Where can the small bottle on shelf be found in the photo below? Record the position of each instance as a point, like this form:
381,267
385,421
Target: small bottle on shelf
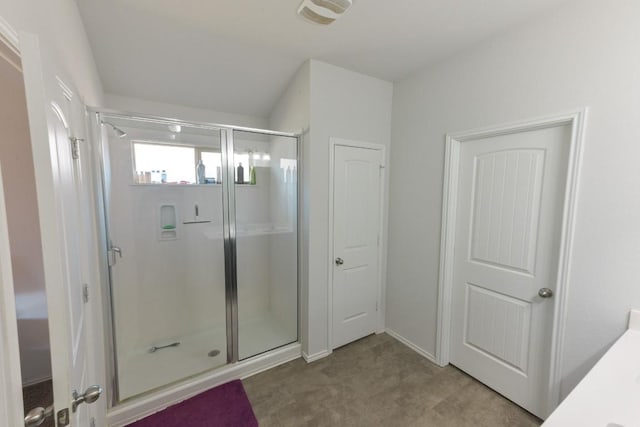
200,173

___

Instructions for the task: Rewrite every line of the records above as a numbered list, skipping any blank lines and leaving out the pictures.

Complete output:
1. Where can the small bottle on shelf be found in the photo below? Record the position of each instance as a point, like this form:
2. 381,267
3. 385,421
4. Target: small bottle on shelf
5. 200,173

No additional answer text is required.